Acute infections are usually found in camels under the age of three, and result in mild to severe systemic infections. In addition to the symptoms that accompany a generalized infection, these animals experience internal lesions along the lining of the mouth, and respiratory and digestive tracts. They also experience loss of appetite and diarrhea. A large proportion of camels acutely infected with camelpox die, although death is often attributed to a secondary infection.

===Humans===
Camelpox infections in humans result in mild skin lesions on the hands and fingers. Reports have been made that the lesions can be found on the mouth and lips if the patient drank milk from an infected camel, but these symptoms have not been confirmed.

==Diagnosis and treatment==
Camelpox diagnosis can be based on symptoms. However, both camel contagious ecthyma and camel papillomatosis cause indistinguishable symptoms under similar conditions. Therefore, the best way to diagnose camelpox is via transmission electron microscopy evaluation of skin samples from infected animals. The camelpox virus has a unique shape that is readily identifiable using this method. In cases where TEM technology is not available, serological tests are available to identify camelpox as the causative agent for infection. Additionally, researchers in India are working on a diagnostic polymerase chain reaction to quickly and effectively identify the camelpox virus.

→ **Information provided**
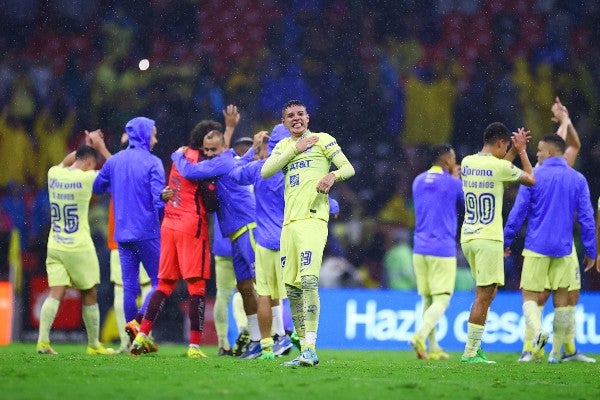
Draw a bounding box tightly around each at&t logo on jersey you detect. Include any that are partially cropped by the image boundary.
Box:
[282,160,312,174]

→ **Required work**
1. Quote the camelpox passage word for word, everything from "Acute infections are" down to "not been confirmed.".
2. List every means the camelpox passage gives for diagnosing camelpox or identifying the virus.

→ **Numbered responses**
1.
Acute infections are usually found in camels under the age of three, and result in mild to severe systemic infections. In addition to the symptoms that accompany a generalized infection, these animals experience internal lesions along the lining of the mouth, and respiratory and digestive tracts. They also experience loss of appetite and diarrhea. A large proportion of camels acutely infected with camelpox die, although death is often attributed to a secondary infection.

===Humans===
Camelpox infections in humans result in mild skin lesions on the hands and fingers. Reports have been made that the lesions can be found on the mouth and lips if the patient drank milk from an infected camel, but these symptoms have not been confirmed.

2.
- Symptoms
- Transmission electron microscopy (TEM) evaluation of skin samples from infected animals
- Serological tests
- A diagnostic polymerase chain reaction, which researchers in India are working on